PAGE TEXT →

Sierra Raises $950M, Valuing AI Customer Service Startup at Over $15 Billion

Bret Taylor’s AI startup Sierra announced Monday it is raising a $950 million funding round led by Tiger Global and GV, pushing its post-money valuation above $15 billion. Combined with existing capital, the raise gives Sierra more than $1 billion to deploy as it pursues what it describes as the “global standard” for AI-powered customer experiences.

Sierra says it has grown from four design partners a couple of years ago to serving more than 40% of the Fortune 50 today. The company reports its agents are handling billions of interactions across tasks such as refinancing mortgages, processing insurance claims, managing returns, and supporting nonprofit fundraising. On the revenue side, Sierra said it reached $100 million in annual recurring revenue in late November 2025, then climbed to $150 million ARR by early February 2026.

LISTED ENTRIES →

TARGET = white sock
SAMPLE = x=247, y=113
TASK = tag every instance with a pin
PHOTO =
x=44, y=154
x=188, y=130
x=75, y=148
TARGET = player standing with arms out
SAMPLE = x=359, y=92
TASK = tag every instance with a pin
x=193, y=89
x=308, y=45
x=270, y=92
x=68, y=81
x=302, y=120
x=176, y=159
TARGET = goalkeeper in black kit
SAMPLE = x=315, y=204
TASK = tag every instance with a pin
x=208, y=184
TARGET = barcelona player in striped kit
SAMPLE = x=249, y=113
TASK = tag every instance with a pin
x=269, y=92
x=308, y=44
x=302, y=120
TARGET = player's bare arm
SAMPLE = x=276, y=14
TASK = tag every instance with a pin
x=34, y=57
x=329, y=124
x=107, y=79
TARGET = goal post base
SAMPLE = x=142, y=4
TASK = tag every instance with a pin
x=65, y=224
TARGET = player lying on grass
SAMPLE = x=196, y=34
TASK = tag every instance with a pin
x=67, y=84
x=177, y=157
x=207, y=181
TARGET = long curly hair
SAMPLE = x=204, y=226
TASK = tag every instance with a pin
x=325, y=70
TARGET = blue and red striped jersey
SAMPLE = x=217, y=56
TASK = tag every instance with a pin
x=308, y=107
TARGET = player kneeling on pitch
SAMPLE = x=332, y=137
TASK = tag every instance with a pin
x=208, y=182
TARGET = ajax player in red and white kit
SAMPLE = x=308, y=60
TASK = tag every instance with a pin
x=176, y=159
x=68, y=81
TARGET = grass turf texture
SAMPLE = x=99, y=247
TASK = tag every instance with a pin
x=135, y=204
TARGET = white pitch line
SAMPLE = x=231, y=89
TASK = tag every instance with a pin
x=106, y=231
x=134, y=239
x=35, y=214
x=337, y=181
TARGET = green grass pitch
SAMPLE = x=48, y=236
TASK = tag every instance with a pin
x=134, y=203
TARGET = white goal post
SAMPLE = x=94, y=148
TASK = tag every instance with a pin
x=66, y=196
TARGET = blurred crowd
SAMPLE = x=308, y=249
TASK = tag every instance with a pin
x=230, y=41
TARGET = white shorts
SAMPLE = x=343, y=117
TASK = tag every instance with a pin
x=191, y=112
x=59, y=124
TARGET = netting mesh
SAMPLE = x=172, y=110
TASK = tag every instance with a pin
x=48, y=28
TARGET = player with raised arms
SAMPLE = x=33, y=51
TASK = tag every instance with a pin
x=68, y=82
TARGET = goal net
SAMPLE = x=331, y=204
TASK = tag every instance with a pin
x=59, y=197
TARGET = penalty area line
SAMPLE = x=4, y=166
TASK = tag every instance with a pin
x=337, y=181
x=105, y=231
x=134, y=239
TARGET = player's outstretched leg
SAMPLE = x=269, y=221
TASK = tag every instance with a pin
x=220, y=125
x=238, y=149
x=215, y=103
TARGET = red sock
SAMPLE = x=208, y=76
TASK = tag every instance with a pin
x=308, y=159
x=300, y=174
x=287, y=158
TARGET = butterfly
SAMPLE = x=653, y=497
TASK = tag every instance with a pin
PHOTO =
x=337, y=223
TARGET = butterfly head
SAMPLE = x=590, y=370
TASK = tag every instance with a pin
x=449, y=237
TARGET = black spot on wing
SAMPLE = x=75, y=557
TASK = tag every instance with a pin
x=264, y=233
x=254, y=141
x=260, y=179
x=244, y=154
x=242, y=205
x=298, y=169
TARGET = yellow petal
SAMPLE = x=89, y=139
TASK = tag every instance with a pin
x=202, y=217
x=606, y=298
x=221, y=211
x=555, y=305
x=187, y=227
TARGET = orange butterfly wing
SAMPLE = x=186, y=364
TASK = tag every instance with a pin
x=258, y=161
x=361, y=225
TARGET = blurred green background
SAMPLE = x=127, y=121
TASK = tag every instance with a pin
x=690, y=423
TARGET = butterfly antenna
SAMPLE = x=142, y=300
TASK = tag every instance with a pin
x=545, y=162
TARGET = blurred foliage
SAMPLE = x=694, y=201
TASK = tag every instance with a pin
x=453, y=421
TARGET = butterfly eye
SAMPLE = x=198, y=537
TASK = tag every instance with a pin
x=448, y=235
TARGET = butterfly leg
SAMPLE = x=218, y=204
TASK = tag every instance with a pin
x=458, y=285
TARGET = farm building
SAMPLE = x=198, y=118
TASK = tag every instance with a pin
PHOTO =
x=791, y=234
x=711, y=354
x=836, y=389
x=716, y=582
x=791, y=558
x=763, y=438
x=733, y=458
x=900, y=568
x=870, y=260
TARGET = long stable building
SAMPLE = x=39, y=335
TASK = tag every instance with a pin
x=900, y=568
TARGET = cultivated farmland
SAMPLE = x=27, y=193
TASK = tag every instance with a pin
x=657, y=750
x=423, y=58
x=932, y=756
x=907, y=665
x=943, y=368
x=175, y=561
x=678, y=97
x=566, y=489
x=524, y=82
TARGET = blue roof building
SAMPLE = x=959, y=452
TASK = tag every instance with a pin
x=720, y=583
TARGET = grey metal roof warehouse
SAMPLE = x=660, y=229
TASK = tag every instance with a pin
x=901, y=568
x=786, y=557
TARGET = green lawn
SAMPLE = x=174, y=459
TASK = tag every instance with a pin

REQUIRED ACTIONS →
• A. Decide whether each statement agrees with the article on Sierra's funding round. Answer yes or no for each, and quote the article's deciding words exactly.
(i) The funding round is led by Tiger Global and GV.
(ii) Sierra reached $150 million in annual recurring revenue in late November 2025.
(iii) Sierra serves more than 40% of the Fortune 50.
• B. Write out the passage of the article on Sierra's funding round from "Sierra Raises $950M, Valuing" up to and including "AI-powered customer experiences.".
• C. Continue the article on Sierra's funding round from the point at which it stops.
The listing was taken from a separate source and has no connection to the article.

RESULTS BY TASK →
• A.
(i) Yes: "led by Tiger Global and GV"
(ii) No: "reached $100 million in annual recurring revenue in late November 2025"
(iii) Yes: "serving more than 40% of the Fortune 50 today"

• B.
Sierra Raises $950M, Valuing AI Customer Service Startup at Over $15 Billion

Bret Taylor’s AI startup Sierra announced Monday it is raising a $950 million funding round led by Tiger Global and GV, pushing its post-money valuation above $15 billion. Combined with existing capital, the raise gives Sierra more than $1 billion to deploy as it pursues what it describes as the “global standard” for AI-powered customer experiences.

• C.
Taylor, who also serves as chairman of OpenAI and was formerly co-CEO of Salesforce, has noted that while agentic AI can ultimately lower costs and raise revenue for clients, the initial ramp-up phase carries significant expense. That dynamic surfaced at a recent TechCrunch StrictlyVC event, where Uber CTO Praveen Neppalli Naga said the company “blew through our [AI] budget” shortly after adopting agentic AI tools. He added that results are beginning to materialize — roughly 10% of all code across Uber’s approximately 8,000-person engineering and technical workforce is now generated autonomously, and one team completed a hotel-booking integration in six months rather than the expected year.

Sierra is also expanding its platform beyond customer-facing agents. In April 2026, the company launched Ghostwriter, a tool that lets users describe a need in natural language and then autonomously creates and deploys a specialized agent to handle it.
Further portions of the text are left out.